Meskipun dalam sejarah manusia perempuan pernah berperan lebih penting (dominan) dalam kehidupan manusia , namun kenyataan sekarang menunjukkan bahwa laki-laki lebih d
ominan daripada perempuan. Laki-laki berhasil menempatkan diri sebagai pihak yang lebih dominan (berkuasa) dibandingkan perempuan. Dalam kenyataan ini perempuan seringkali menjadi korban pembedaan (ketidaksetaraan) ini.
Menanggapi situsi ini, muncul pemikiran dan gerakan menuntut kesetaraan antara perempuan dan laki-laki. Pemikiran ini dikenal dengan feminisme. Feminisme sebagi pemikiran (filsafat) dan gerakan dapat dilacak sejarah kelahirannya dalam sejarah kelahiran abad pencerahan di Eropa. Feminisme sebagai pemikiran sudah mengalami banyak perkembangan baik dari segi sejarah (gelombang feminisme) maupun dari segi pemikirannya sendiri (teori/filsafat feminis).
Feminisme sebagai pemikiran muncul dengan masing-masing teori. Ada feminisme Liberal, Radikal, Marxis, dan sebagainya. Semua pemikiran ini mengklaim diri sebagai “pihak” yang benar. Akan tetapi tidak dapat disangkal bahwa semua pemikiran ini mempunyai dasar pandangan dan metode masing-masing. Pemikiran ini juga seringkali muncul sebagai kritik atas pemikiran yang lain.
Perkembangan feminisme tidak pernah lepas dari epistemologi sebagai filsafat ilmu pengetahuan dan ilmu yang menelaah secara kritis (telaah kritis) sesuatu pemikiran . Epistemologi memainkan peran untuk “melihat” suatu pemikiran feminisme. Pemikiran feminisme ini dibangun atas dasar teori-teori pengetahuan (epistemologi) feminisme.
Tulisan ini mencoba menelaah pemikiran feminisme radikal libertian yang berupa pandangan, cara, dan dasar pemikiran mereka. Tinjauan epistemologi ini mencoba menelaah sejauh mana “kebenaran” pemikiran feminisme radikal libertian ini sehingga dapat dikatakan sebagai sebuah pengetahuan. Untuk itu kita perlu terlebih dahulu mengerti apa itu feminisme khususnya feminisme radikal libertian.
Feminisme adalah suatu ideologi pembebasan perempuan karena dalam pendekatannya ada keyakinan bahwa perempuan mengalami ketidakadilan karena jenis kelaminnya . Karena itu, perempuan harus berjuang untuk mencapai persamaan hak antara perempuan dan laki-laki. Pengertian ini menggabungkan perjuangan persamaan hak bagi perempuan dan sebuah perjuangan perubahan sosial yang bertujuan untuk menciptakan dunia bagi perempuan melampaui persamaan sosial sederhana. Dewasa ini, feminisme sebagai suatu ideologi sudah menjadi gerakan yang terorganisir.

- **TUGAS A**
Tuliskan ulang bagian tulisan tentang feminisme dari "Meskipun dalam sejarah" sampai "sendiri (teori/filsafat feminis).", tanpa mengubah satu kata pun.
- **TUGAS B**
Teruskan tulisan tentang feminisme di atas, mulai setelah kalimat terakhirnya.
Baris-baris berikut diambil dari sumber yang berbeda.

- **DATA YANG DIBERIKAN**

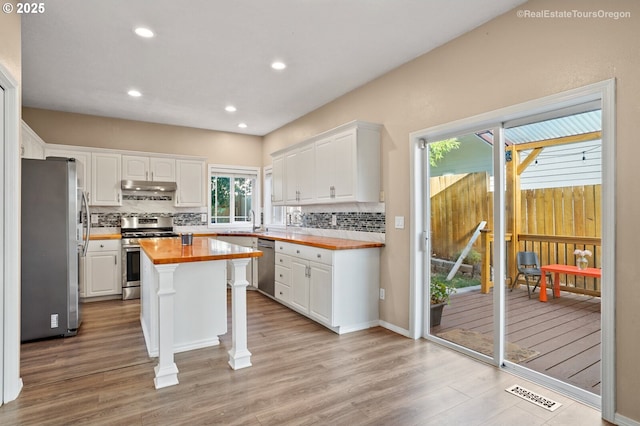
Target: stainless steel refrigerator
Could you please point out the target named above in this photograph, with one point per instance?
(54, 235)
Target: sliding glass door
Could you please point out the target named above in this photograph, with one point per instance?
(509, 203)
(460, 182)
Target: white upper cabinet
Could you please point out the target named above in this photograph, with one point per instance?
(136, 167)
(106, 176)
(298, 172)
(277, 180)
(163, 169)
(340, 165)
(191, 181)
(348, 165)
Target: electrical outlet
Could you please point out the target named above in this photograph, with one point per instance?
(399, 221)
(54, 320)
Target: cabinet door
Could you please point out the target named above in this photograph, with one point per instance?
(105, 179)
(325, 166)
(83, 164)
(102, 274)
(300, 285)
(162, 169)
(305, 166)
(190, 178)
(345, 166)
(277, 180)
(320, 293)
(290, 174)
(135, 167)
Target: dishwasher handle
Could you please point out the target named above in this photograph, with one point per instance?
(266, 244)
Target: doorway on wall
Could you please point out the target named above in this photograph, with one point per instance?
(554, 160)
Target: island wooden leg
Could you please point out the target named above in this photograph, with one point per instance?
(239, 355)
(166, 370)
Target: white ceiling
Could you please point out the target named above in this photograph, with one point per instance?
(82, 56)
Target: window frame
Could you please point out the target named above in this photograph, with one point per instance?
(232, 171)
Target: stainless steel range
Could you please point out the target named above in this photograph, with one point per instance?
(133, 229)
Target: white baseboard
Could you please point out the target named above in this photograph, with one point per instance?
(395, 329)
(624, 421)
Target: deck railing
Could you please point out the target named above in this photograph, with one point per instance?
(551, 249)
(558, 249)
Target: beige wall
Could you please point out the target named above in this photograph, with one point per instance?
(10, 44)
(102, 132)
(506, 61)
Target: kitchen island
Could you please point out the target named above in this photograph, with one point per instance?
(183, 302)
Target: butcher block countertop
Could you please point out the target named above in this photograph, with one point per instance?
(308, 240)
(170, 250)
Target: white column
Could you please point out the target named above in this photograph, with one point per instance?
(166, 370)
(239, 355)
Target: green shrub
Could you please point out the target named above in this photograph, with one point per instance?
(441, 289)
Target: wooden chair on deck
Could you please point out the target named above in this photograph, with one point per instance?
(528, 264)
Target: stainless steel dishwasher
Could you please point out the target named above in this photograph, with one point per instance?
(266, 267)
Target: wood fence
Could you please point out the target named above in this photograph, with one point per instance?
(554, 221)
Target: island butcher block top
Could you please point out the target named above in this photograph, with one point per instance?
(170, 250)
(328, 243)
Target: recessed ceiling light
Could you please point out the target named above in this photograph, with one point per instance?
(144, 32)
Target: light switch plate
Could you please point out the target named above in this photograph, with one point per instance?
(399, 222)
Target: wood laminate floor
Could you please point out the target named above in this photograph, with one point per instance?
(302, 374)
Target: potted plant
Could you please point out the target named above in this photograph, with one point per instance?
(440, 292)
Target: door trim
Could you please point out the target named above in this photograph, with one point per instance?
(604, 92)
(10, 306)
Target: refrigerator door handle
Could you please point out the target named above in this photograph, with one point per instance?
(85, 202)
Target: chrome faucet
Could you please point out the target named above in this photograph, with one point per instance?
(253, 220)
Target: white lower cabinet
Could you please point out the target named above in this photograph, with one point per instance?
(337, 288)
(300, 284)
(102, 270)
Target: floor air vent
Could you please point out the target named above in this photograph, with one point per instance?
(533, 397)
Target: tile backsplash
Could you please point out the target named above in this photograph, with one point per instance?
(349, 221)
(112, 220)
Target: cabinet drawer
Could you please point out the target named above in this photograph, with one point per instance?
(283, 292)
(283, 275)
(283, 260)
(103, 245)
(285, 248)
(314, 254)
(301, 251)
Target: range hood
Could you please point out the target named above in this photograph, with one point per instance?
(147, 185)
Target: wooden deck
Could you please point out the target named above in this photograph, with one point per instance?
(565, 331)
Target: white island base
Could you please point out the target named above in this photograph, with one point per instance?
(183, 307)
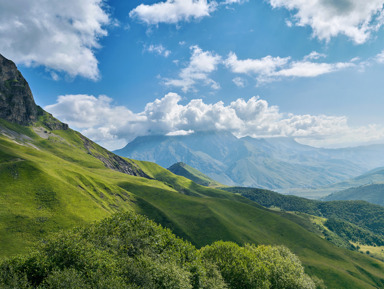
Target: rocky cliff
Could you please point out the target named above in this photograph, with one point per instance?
(16, 100)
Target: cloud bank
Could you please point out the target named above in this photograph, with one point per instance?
(60, 35)
(173, 11)
(270, 68)
(114, 126)
(355, 19)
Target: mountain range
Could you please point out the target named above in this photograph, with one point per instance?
(53, 178)
(273, 163)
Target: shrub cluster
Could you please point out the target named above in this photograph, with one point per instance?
(130, 251)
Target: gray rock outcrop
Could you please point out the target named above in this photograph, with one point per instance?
(16, 100)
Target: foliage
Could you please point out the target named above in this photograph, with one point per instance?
(130, 251)
(355, 221)
(257, 267)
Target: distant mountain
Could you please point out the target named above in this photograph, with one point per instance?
(373, 193)
(274, 163)
(361, 182)
(53, 178)
(182, 169)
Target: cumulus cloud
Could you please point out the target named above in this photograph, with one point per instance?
(60, 35)
(239, 82)
(158, 49)
(310, 69)
(113, 126)
(270, 68)
(266, 65)
(356, 19)
(173, 11)
(200, 65)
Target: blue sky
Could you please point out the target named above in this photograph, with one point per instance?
(114, 70)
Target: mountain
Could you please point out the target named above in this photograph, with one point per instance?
(372, 177)
(16, 100)
(373, 193)
(275, 163)
(182, 169)
(53, 178)
(349, 224)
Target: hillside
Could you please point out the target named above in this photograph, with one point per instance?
(182, 169)
(373, 193)
(372, 177)
(54, 178)
(129, 251)
(365, 221)
(277, 163)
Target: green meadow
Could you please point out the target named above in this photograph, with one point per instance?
(55, 182)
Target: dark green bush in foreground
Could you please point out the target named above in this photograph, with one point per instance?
(130, 251)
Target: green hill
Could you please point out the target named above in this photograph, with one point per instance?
(56, 183)
(373, 193)
(184, 170)
(53, 178)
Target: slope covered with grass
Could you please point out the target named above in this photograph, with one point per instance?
(182, 169)
(56, 179)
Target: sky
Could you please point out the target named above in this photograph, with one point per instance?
(114, 70)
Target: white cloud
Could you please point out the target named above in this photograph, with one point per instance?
(113, 126)
(201, 64)
(60, 35)
(270, 68)
(173, 11)
(158, 49)
(314, 55)
(265, 65)
(356, 19)
(227, 2)
(239, 82)
(311, 69)
(380, 57)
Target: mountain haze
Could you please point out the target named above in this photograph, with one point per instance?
(53, 179)
(274, 163)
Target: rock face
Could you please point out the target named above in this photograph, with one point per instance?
(16, 100)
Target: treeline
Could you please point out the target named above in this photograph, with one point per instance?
(130, 251)
(356, 221)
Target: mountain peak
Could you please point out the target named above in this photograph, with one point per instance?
(16, 100)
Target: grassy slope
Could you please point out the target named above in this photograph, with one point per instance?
(182, 169)
(59, 186)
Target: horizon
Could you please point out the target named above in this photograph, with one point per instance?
(115, 71)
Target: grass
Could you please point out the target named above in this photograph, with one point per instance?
(59, 185)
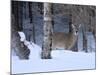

- **JAWABAN LATIHAN A**
Meskipun dalam sejarah manusia perempuan pernah berperan lebih penting (dominan) dalam kehidupan manusia , namun kenyataan sekarang menunjukkan bahwa laki-laki lebih d
ominan daripada perempuan. Laki-laki berhasil menempatkan diri sebagai pihak yang lebih dominan (berkuasa) dibandingkan perempuan. Dalam kenyataan ini perempuan seringkali menjadi korban pembedaan (ketidaksetaraan) ini.
Menanggapi situsi ini, muncul pemikiran dan gerakan menuntut kesetaraan antara perempuan dan laki-laki. Pemikiran ini dikenal dengan feminisme. Feminisme sebagi pemikiran (filsafat) dan gerakan dapat dilacak sejarah kelahirannya dalam sejarah kelahiran abad pencerahan di Eropa. Feminisme sebagai pemikiran sudah mengalami banyak perkembangan baik dari segi sejarah (gelombang feminisme) maupun dari segi pemikirannya sendiri (teori/filsafat feminis).

- **JAWABAN LATIHAN B**
Feminisme juga dapat diartikan sebagai sebuah pemikiran atau teori kritis, bukan filsafat dalam pengertian konvensional. Akan tetapi, apabila pengertian filsafat diperluas lagi menjadi cara bertanya dan berpikir yang radikal dan bebas, maka feminisme pun bisa dimasukkan sebagai salah satu aliran filsafat . Feminisme sebagai sebuah pemikiran sangat beranekaragam. Hal ini seiring dengan banyaknya para pemikir dalam feminisme yaitu para feminis. Berikut ini adalah beberapa pemikiran feminis yaitu: feminisme liberal, feminisme radikal, femisme Marxis, dan feminisme eksistensialis. Dalam tulisan ini akan dibahas satu pemikiran saja yaitu feminisme radikal yang ditinjau dari perspektif liberal. Selanjutnya pemikiran ini akan dikenal dengan feminisme radikal libertian.
Pemikiran radikal libertian ini beranggapan bahwa faktor utama yang meyebabkan penindasan terhadap perempuan adalah sistem seks/gender. Sistem seks/gender ini kemudian dijadikan sebagai sistem oleh masyarakat yang dikenal dengan sistem patriarkal. Sistem ini ditanamkan dalam diri manusia, laki-laki dan perempuan dan struktur tertentu ditanamkan dalam diri mereka sehingga mereka menganggap sistem ini sebagai hakekat manusia itu sendiri. Sistem ini dijadikan sebagai kebiasaan hidup sehingga menjadi budaya yang dikenal dengan budaya patriarkal. Feminisme radikal libertian memandang sistem seks/gender yang sudah menjadi budaya (patriarkal) itu harus dihapuskan untuk mencapai kesetaraan antara laki-laki dan perempuan.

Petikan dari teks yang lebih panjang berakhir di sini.